• [Problem requirements]: Within the records that follow, count the lines containing the string "below". Reply only with the count.

• [Data provided]:
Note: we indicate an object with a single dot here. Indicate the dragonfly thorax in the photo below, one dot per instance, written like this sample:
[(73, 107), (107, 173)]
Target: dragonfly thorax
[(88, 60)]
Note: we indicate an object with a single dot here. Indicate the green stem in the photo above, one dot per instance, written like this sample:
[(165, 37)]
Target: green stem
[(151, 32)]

==

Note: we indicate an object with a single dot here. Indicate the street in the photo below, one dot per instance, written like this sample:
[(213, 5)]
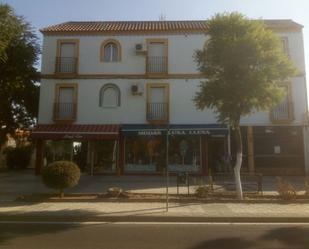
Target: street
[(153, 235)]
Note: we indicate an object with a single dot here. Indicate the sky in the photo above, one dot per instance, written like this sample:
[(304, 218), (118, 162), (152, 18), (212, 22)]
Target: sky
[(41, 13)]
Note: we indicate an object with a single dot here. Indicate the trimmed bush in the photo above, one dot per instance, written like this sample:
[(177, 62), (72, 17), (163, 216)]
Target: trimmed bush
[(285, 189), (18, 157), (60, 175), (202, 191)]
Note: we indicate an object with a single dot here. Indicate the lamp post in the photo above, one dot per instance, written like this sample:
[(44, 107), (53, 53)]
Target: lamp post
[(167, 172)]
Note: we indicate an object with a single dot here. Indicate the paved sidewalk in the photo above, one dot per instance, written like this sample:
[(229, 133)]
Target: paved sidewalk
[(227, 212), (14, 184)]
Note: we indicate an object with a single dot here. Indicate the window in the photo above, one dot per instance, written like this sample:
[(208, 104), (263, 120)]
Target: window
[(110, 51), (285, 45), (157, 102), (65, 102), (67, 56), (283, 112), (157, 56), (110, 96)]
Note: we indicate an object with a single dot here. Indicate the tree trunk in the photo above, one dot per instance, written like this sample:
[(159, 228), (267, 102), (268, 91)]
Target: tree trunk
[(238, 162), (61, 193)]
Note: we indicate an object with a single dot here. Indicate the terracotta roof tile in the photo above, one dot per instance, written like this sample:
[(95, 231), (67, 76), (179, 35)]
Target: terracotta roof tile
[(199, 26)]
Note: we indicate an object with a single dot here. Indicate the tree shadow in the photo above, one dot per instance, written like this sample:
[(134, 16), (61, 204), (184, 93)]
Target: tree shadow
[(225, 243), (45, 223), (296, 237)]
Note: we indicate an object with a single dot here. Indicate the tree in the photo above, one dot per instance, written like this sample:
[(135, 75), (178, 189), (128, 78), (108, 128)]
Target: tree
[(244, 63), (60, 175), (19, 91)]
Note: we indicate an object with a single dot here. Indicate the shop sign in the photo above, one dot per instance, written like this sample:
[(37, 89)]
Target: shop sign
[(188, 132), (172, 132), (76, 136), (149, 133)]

• [Response]: 2